◆ Problem to work on ◆
Can you return every one of the records below line for line, without changing anything?

◆ Collected data entries ◆

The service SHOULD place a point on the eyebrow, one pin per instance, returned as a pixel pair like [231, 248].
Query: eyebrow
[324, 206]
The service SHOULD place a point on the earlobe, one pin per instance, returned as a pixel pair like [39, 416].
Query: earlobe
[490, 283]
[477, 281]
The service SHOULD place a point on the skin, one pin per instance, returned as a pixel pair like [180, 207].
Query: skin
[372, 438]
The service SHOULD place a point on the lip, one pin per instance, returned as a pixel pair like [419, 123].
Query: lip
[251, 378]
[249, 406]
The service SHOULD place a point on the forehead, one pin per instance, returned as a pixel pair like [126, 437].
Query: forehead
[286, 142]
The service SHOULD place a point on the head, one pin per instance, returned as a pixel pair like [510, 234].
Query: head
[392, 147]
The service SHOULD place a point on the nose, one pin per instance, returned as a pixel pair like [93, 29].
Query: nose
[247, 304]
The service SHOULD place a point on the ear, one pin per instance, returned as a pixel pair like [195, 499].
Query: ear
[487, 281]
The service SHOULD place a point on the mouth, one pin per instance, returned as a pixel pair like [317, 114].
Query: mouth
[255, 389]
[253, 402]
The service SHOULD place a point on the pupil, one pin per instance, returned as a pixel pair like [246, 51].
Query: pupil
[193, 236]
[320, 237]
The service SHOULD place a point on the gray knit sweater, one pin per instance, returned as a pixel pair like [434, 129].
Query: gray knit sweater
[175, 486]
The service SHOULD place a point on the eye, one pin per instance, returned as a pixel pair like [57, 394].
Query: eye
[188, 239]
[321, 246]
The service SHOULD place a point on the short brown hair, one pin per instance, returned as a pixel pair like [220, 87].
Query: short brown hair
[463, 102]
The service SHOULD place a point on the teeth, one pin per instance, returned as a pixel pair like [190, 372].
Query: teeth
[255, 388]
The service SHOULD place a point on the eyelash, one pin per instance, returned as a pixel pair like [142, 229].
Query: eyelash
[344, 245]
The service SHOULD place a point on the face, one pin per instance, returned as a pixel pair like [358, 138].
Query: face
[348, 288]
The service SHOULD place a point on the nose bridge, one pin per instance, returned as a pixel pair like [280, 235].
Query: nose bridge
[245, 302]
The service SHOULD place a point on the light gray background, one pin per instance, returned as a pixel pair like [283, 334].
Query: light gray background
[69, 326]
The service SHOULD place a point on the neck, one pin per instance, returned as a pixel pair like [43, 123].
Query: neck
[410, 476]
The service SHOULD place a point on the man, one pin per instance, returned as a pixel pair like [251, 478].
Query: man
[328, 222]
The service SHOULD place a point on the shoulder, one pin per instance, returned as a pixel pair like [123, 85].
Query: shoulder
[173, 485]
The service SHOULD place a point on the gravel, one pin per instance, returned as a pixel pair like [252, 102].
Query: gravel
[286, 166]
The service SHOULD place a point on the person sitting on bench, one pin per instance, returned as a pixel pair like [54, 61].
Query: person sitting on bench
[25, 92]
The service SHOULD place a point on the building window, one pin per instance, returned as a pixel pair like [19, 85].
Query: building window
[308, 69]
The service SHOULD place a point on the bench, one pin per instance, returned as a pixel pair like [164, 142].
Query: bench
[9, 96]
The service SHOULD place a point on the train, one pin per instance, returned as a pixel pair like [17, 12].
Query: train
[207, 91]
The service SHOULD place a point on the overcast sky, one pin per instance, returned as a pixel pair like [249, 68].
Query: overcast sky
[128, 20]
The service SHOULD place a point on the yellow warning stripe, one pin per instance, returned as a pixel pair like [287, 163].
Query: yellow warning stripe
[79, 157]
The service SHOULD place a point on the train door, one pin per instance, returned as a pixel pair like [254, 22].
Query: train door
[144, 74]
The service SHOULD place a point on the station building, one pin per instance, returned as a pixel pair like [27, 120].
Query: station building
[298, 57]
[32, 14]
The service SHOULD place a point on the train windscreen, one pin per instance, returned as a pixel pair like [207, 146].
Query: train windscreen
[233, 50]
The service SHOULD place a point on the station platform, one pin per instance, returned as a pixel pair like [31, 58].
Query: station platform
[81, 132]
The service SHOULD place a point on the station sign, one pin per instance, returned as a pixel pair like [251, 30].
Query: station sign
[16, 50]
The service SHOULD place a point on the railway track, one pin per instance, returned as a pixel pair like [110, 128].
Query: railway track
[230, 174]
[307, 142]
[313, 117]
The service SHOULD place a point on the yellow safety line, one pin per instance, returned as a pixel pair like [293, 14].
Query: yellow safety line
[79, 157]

◆ Final result ◆
The service SHOULD place a point on the eyebrow, one pin per instance, returned as a pixel pair like [231, 248].
Query: eyebrow
[324, 206]
The service SHOULD place a point on the earlobe, one pin per instance, returned as a pixel pair like [39, 416].
Query: earlobe
[490, 283]
[477, 281]
The service SHOULD place a point on the skin, one pin per instance, returned as a pixel pair like [180, 207].
Query: skin
[372, 438]
The service SHOULD place a point on the lip, one pin per instance, returned as a pixel pair like [419, 123].
Query: lip
[251, 378]
[249, 406]
The service SHOULD place a point on the forehead, one pin per instance, returned as a pixel pair like [126, 437].
Query: forehead
[286, 142]
The service SHOULD place a point on the head, one pin per instance, returned as a pixel pair like [510, 234].
Query: head
[392, 147]
The service SHOULD place a point on the nose, one pin per instance, returned as a pixel pair like [93, 29].
Query: nose
[247, 304]
The service SHOULD place a point on the ear, one pin per instance, returned as a pixel pair like [195, 499].
Query: ear
[487, 281]
The service SHOULD place a point on the mouth, one pin per instance, returned as a pixel pair like [317, 114].
Query: mouth
[255, 389]
[253, 402]
The service SHOULD place a point on the pupil, one pin per instance, returned as a pixel pair like [246, 51].
Query: pupil
[193, 236]
[320, 237]
The service SHOULD place a point on the gray knit sweater, one pin per instance, returned as a pixel pair like [434, 129].
Query: gray knit sweater
[175, 486]
The service SHOULD place a point on the eye, one pin per instance, returned as a pixel pair like [57, 394].
Query: eye
[188, 239]
[321, 246]
The service SHOULD place a point on the short brown hair, one pin per instance, returned as a pixel pair like [220, 87].
Query: short brown hair
[463, 102]
The service SHOULD place a point on the teeth, one pin per instance, returned as a pixel pair like [190, 372].
Query: teeth
[255, 388]
The service SHOULD place a point on the eyelash, one pin per instance, returned as a pixel pair like [142, 229].
Query: eyelash
[344, 245]
The service SHOULD place a point on the face, one pin per instance, returned as a pixel pair like [358, 138].
Query: face
[348, 288]
The service SHOULD place a point on the nose bridge, one pin per instance, returned as a pixel pair like [280, 235].
Query: nose bridge
[245, 302]
The service SHOULD place a point on the light gray background, one pin per instance, returned as a pixel pair like [283, 334].
Query: light gray background
[69, 326]
The service SHOULD place a point on the neck, one pin per instance, returned as a pixel pair like [43, 123].
Query: neck
[410, 476]
The service SHOULD place a point on the man, one pin per instance, returned as a pixel pair like [251, 478].
Query: man
[328, 222]
The service SHOULD place a point on the shoulder, one pin per instance, returned as a pixel pair like [123, 85].
Query: shoulder
[173, 485]
The service SHOULD place a point on the gravel, one pin per instance, returned as a pixel pair like [252, 102].
Query: gravel
[286, 166]
The service SHOULD place a point on the person sitting on bench, one pin per instance, returned as a pixel pair like [54, 61].
Query: person sitting on bench
[25, 92]
The service SHOULD place a point on the building window, one pin per instance, returned as a pixel pair like [19, 85].
Query: building window
[308, 69]
The service SHOULD place a point on the bench, one pin per instance, returned as a pixel pair like [164, 142].
Query: bench
[9, 96]
The service SHOULD place a point on the train, one pin per instance, returned as a pixel pair like [17, 12].
Query: train
[207, 91]
The service SHOULD place a point on the overcast sky, one pin per instance, returned as a pixel pair like [249, 68].
Query: overcast sky
[128, 20]
The service SHOULD place a point on the yellow warning stripe, one pin per instance, returned as a pixel pair like [287, 163].
Query: yellow warning stripe
[79, 157]
The service SHOULD place a point on the train door, one pin per instance, returned as a pixel pair like [254, 22].
Query: train door
[144, 74]
The service SHOULD place a point on the station building, one pin per instance, returned as a pixel pair like [27, 120].
Query: station building
[298, 57]
[32, 14]
The service SHOULD place a point on the train windscreen, one pin per instance, returned as a pixel pair like [207, 146].
Query: train windscreen
[233, 50]
The service SHOULD place a point on the station platform, one pin per instance, returned as a pixel pair like [31, 58].
Query: station platform
[81, 132]
The service SHOULD place a point on the station sign, one pin per instance, returned as a pixel pair like [251, 30].
Query: station sign
[16, 50]
The service SHOULD place a point on the railway track, one pin per instance, returned as a pixel pair like [110, 128].
Query: railway track
[230, 174]
[307, 142]
[313, 117]
The service SHOULD place a point on the yellow safety line, one pin per instance, returned as a pixel pair like [293, 14].
Query: yellow safety line
[79, 157]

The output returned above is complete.